**AIM**
What follows is a listing; restate every line of it word for word.

[Pointing and labeling entries]

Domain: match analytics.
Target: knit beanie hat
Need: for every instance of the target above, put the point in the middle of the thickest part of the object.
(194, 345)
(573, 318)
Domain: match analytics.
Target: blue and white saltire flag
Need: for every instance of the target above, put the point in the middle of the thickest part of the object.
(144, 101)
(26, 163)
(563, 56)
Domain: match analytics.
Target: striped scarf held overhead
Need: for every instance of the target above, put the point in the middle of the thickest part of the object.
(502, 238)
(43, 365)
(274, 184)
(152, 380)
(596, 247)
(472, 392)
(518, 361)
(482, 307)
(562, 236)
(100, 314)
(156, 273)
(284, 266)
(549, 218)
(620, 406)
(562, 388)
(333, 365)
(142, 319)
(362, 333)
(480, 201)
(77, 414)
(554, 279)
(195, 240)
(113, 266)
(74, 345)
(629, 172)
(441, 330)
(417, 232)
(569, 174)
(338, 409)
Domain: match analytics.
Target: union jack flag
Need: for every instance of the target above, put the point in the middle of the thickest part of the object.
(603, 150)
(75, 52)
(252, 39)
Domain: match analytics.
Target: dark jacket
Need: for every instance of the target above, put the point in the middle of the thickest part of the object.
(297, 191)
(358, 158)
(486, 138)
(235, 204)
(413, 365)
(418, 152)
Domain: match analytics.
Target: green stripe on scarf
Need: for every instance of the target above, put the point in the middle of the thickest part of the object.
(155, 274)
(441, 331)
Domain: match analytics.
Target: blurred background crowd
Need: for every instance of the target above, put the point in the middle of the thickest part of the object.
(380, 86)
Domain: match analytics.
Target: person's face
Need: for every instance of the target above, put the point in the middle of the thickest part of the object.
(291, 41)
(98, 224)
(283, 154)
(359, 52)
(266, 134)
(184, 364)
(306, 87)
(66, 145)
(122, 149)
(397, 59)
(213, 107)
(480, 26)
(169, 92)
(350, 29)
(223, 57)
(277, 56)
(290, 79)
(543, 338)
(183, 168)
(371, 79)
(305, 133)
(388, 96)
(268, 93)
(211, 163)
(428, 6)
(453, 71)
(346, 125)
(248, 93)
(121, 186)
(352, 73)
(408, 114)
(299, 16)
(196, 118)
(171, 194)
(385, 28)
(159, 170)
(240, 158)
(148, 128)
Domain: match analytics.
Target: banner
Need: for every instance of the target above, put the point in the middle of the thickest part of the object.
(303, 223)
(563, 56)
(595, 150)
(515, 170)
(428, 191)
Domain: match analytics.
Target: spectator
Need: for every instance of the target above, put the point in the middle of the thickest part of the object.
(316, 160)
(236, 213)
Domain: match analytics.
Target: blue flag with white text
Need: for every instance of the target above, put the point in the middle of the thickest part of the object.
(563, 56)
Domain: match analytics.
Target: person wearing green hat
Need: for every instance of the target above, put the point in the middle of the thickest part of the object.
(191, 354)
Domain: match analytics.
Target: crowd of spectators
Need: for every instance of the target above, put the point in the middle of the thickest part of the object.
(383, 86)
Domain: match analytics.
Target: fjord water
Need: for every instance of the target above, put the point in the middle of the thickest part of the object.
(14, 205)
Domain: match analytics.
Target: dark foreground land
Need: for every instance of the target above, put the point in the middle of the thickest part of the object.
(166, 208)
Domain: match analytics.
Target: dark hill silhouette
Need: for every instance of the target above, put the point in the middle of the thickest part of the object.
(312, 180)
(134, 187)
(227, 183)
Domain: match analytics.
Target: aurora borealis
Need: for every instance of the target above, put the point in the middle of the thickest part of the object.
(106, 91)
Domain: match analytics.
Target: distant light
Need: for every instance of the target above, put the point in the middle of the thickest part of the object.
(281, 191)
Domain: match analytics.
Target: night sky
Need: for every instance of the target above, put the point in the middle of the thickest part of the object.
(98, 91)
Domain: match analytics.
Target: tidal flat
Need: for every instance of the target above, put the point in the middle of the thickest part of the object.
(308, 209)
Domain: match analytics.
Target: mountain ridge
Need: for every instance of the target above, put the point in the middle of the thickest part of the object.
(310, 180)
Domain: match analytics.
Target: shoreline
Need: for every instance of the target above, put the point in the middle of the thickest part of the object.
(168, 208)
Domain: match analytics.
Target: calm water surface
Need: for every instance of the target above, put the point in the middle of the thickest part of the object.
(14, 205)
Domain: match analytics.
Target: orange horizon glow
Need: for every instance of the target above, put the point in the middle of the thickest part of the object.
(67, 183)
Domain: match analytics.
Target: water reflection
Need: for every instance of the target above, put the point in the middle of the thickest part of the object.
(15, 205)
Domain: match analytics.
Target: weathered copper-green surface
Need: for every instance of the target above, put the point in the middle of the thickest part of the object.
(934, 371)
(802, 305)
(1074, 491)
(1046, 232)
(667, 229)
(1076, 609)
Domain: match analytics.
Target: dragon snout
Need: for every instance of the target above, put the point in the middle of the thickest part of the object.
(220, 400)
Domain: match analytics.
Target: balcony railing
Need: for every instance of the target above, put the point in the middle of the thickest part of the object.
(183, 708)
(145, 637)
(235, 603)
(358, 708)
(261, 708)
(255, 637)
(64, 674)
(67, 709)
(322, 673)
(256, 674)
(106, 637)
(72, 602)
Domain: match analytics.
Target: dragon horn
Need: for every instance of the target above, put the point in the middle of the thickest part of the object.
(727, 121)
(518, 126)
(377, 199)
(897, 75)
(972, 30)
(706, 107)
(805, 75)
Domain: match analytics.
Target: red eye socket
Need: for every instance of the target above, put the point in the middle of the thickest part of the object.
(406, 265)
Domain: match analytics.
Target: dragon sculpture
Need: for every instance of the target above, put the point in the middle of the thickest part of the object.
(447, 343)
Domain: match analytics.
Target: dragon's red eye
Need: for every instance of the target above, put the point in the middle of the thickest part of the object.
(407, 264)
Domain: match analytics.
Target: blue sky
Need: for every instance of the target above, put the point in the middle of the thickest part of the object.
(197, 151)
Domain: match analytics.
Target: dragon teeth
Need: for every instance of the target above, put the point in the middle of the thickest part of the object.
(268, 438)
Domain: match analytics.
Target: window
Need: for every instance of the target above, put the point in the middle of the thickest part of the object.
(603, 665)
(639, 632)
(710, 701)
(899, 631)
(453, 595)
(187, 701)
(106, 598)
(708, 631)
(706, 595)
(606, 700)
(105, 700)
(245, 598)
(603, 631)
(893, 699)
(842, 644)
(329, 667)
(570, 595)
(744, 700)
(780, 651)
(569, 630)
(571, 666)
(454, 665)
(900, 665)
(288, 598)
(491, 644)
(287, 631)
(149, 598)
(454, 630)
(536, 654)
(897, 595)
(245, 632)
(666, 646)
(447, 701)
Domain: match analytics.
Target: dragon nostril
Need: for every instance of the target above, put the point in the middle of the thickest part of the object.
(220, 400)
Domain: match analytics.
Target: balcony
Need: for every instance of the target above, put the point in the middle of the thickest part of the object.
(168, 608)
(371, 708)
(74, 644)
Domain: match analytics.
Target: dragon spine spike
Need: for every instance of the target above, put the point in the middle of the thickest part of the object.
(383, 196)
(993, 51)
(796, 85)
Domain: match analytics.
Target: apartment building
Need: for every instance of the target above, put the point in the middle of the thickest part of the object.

**OUTPUT**
Domain: match analytics.
Target: knit beanie hat
Need: for every instance of the target above, put the point in the middle of the thickest part of the object.
(194, 345)
(573, 318)
Domain: match analytics.
Target: blue and white saltire flag
Need: for every instance of the target above, put the point in the middle of the thickest part of the object.
(144, 101)
(26, 163)
(563, 56)
Domain: match analytics.
Target: striped scarf held overhead
Need: for every instance of the target above, put the point in the middle of the thickest part of the object.
(502, 238)
(43, 365)
(274, 184)
(152, 380)
(596, 247)
(472, 392)
(518, 361)
(482, 307)
(562, 236)
(100, 314)
(156, 273)
(284, 266)
(549, 218)
(620, 406)
(562, 388)
(333, 365)
(142, 319)
(362, 333)
(480, 201)
(77, 414)
(554, 279)
(195, 240)
(113, 266)
(74, 345)
(629, 172)
(441, 330)
(417, 232)
(569, 174)
(338, 409)
Domain: match analytics.
Target: union jack flag
Need: for every instance of the target above, put the point in the middle of the thickest part of the object.
(603, 150)
(75, 52)
(252, 39)
Domain: match analytics.
Target: dark jacket
Need: for every instance of the target above, put the point in the middle of the thickest part of the object.
(297, 191)
(358, 158)
(486, 138)
(235, 204)
(413, 365)
(418, 152)
Domain: match analytics.
Target: green stripe on scarf
Need: for every instance of the target above, put the point in the middle of the thickest part of the object.
(155, 274)
(441, 331)
Domain: match analytics.
Target: blurred background crowd
Need: for every instance of the target above, put the point in the middle of the thickest part of the object.
(380, 86)
Domain: match analytics.
Target: person's face
Need: for every instance of the target above, put the point in the middle of the thickest part of the object.
(291, 41)
(98, 224)
(283, 154)
(359, 52)
(266, 134)
(184, 364)
(306, 87)
(66, 145)
(122, 149)
(397, 59)
(213, 107)
(480, 26)
(169, 92)
(350, 29)
(223, 57)
(277, 56)
(290, 79)
(543, 338)
(183, 168)
(371, 79)
(305, 133)
(388, 96)
(268, 93)
(211, 163)
(428, 6)
(453, 71)
(346, 125)
(248, 93)
(121, 186)
(352, 73)
(408, 114)
(299, 16)
(196, 118)
(171, 194)
(385, 28)
(159, 170)
(240, 158)
(148, 128)
Domain: match analytics.
Target: banner
Need: for every instance of the target above, put the point in the middle of the thickest part of the object.
(303, 223)
(563, 56)
(595, 150)
(515, 170)
(428, 191)
Domain: match analytics.
Target: spectator
Need: for every instance of the target above, put the point in the middle of the thickest part of the object.
(316, 160)
(236, 213)
Domain: match analytics.
Target: blue flag with white text
Need: for every instance of the target above, put the point in the middle of the thickest part of the object.
(563, 56)
Domain: match analytics.
Target: person wearing green hat
Need: for every instance of the target above, put the point in the middle of the thickest part of the object.
(191, 354)
Domain: match analytics.
Target: crowd of spectators
Need: for every instance of the target above, put the point in the middle of the thickest part of the object.
(383, 86)
Domain: match analytics.
Target: fjord water
Need: for every instance of the target above, put the point in the middle of the thickest part of the object.
(14, 205)
Domain: match analytics.
Target: dark foreground land
Need: for every instance of the target above, put the point in the middle of the thickest part of the object.
(166, 208)
Domain: match analytics.
Target: dark hill silhouette
Need: for every instance of the target above, put the point in the middle of the thickest part of the object.
(312, 180)
(134, 187)
(227, 183)
Domain: match analytics.
Target: aurora borealis
Need: for every instance of the target above, put the point in the middle of the thickest part of the object.
(106, 91)
Domain: match analytics.
Target: distant light
Need: for every instance of the target above, put the point in the middle of the thickest part of the object.
(281, 191)
Domain: match analytics.
Target: night sky
Need: for every instance of the target above, put the point in the middle of the thickest part of the object.
(98, 91)
Domain: match analytics.
Target: tidal flat
Need: for every instance of the target above, put the point in the middle of the thickest part of the object.
(308, 209)
Domain: match analytics.
Target: mountain ridge
Need: for every instance of the target above, put the point in the middle of the thickest part of the object.
(310, 180)
Domain: match analytics.
Target: shoreline
Need: for every instance of the target above, put the point in the middle of the thickest part of the object.
(168, 208)
Domain: match analytics.
Target: calm water surface
Need: for every instance of the target above, put the point in the middle of the thickest part of the object.
(14, 205)
Domain: match analytics.
Target: orange horizon glow
Need: for every instance of the target above, put the point in the middle of the thickest part of the object.
(67, 183)
Domain: match analytics.
Target: water reflection
Need: for every instance of the target above, put the point in the middle of the thickest part of the object.
(15, 205)
Domain: match analytics.
Target: weathered copper-green surface
Need: for every instance of the target above, put the point in the middle of the thickest part of the object.
(934, 371)
(802, 305)
(1074, 491)
(1046, 232)
(667, 229)
(1076, 609)
Domain: match analytics.
Target: dragon snout
Need: for every instance of the target above, put the point in the middle of the thickest part of the object.
(220, 400)
Domain: match analytics.
Target: balcony railing
Need: for every instance of the target above, put the point in the middle of the thickest part of the object.
(183, 708)
(145, 637)
(235, 603)
(358, 708)
(261, 708)
(255, 637)
(64, 674)
(67, 709)
(322, 673)
(256, 674)
(106, 637)
(72, 602)
Domain: match analytics.
Target: dragon horn
Need: for every instance of the target above, put the point in the middle of the thickest part of the object.
(727, 121)
(518, 126)
(377, 199)
(897, 75)
(972, 30)
(706, 107)
(805, 75)
Domain: match analytics.
Target: red eye socket
Need: for every instance of the target above, put the point in the middle of the thickest part of the object.
(406, 265)
Domain: match analytics.
Target: dragon sculpture
Need: for every instance of the target above, put the point in the middle of the thickest part of the object.
(447, 343)
Domain: match analytics.
Target: dragon's red eye
Need: for every instance of the target above, put the point in the middle of the thickest part of the object.
(407, 264)
Domain: match analytics.
Target: blue sky
Need: for every instance of the target above, put the point in the middle of the thickest part of the object.
(197, 151)
Domain: match analytics.
Target: dragon teeth
Need: for every instance of the target above, put the point in the middle of the thickest part of the object.
(268, 438)
Domain: match analytics.
Target: window
Need: for every instance of the target above, put the point in the middle of the thickest part of the object.
(603, 665)
(639, 632)
(710, 701)
(899, 631)
(453, 595)
(187, 701)
(106, 598)
(708, 631)
(706, 595)
(606, 700)
(105, 700)
(245, 598)
(603, 631)
(893, 699)
(842, 644)
(329, 667)
(570, 595)
(744, 700)
(780, 651)
(569, 630)
(571, 666)
(454, 665)
(900, 665)
(288, 598)
(491, 644)
(287, 631)
(149, 598)
(454, 630)
(536, 654)
(897, 595)
(245, 632)
(666, 646)
(447, 701)
Domain: match analytics.
Target: dragon nostril
Need: for every instance of the target above, put the point in the middle of the thickest part of the object.
(220, 400)
Domain: match analytics.
Target: balcony
Need: for every instance of the target above, put the point in the middle of the thickest part of the object.
(168, 608)
(371, 708)
(74, 644)
Domain: match analytics.
Target: dragon spine spike
Need: for every instance of the target above, put the point in the middle of the thickest part of the object.
(383, 196)
(993, 51)
(796, 85)
Domain: match analytics.
Target: apartment building
Need: for every instance of the target above, put the point in the middle of the thickest part of the object.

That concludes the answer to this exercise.